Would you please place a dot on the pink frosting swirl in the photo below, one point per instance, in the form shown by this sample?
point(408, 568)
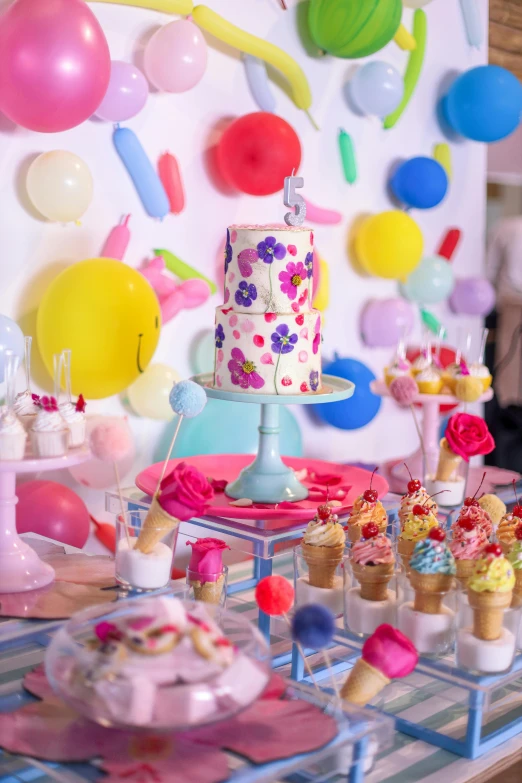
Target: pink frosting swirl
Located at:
point(372, 551)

::::::::

Task item: With the pictures removed, set down the entire listing exactly.

Exercise response:
Would you please place a dot on the pink frosting swirl in the photo below, one point per instance, in the form shown by this sample?
point(408, 568)
Target: pink frosting swirl
Located at:
point(372, 551)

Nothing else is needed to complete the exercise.